▶ _Selected excerpt_
#####

That won’t necessarily make sense for the general public, but it is the universal science geek dater/star wars virgin act of love.   

The cats love her, the friends love her, the roomie loves her, and I love her.  I love her so much that she has only been subjected to meeting my godparents (who love her) in terms of family but the BFF meeting is approaching.  They have friended each other on face book and even exchanged emails so I feel confident in that one too.

Recently she told me she would have kept on waiting because I am worth it.
That was so sweet it made me want to listen to 60’s garage girl bands and watch Empire Strikes Back.
I’ve got it bad, and I won’t trade it for anything in the world.
She is simply my sweetie: The drummer.

#####

▶ _Given records_
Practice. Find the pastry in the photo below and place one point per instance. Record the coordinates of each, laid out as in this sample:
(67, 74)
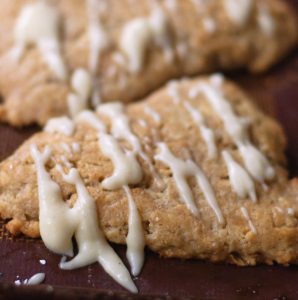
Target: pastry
(60, 57)
(193, 171)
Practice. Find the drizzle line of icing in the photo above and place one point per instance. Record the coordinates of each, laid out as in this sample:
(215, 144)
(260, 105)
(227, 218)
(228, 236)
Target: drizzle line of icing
(183, 169)
(62, 125)
(81, 221)
(255, 162)
(38, 23)
(135, 238)
(137, 35)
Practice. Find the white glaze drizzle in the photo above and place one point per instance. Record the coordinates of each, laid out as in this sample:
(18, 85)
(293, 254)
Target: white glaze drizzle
(37, 278)
(126, 171)
(265, 20)
(152, 113)
(81, 221)
(62, 125)
(240, 180)
(207, 133)
(248, 219)
(81, 84)
(137, 35)
(53, 211)
(135, 238)
(121, 130)
(183, 169)
(238, 11)
(255, 162)
(38, 24)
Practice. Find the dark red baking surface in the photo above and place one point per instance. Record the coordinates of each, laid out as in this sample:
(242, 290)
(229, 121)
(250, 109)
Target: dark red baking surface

#####

▶ _Instructions_
(A) Please extract everything in the post about the drummer from "That was so" down to "in the world.".
(B) In the post about the drummer, which family members has she met so far?
The lines are separate from the post about the drummer.

▶ _Solutions to the exercise_
(A)
That was so sweet it made me want to listen to 60’s garage girl bands and watch Empire Strikes Back.
I’ve got it bad, and I won’t trade it for anything in the world.

(B) The writer's godparents.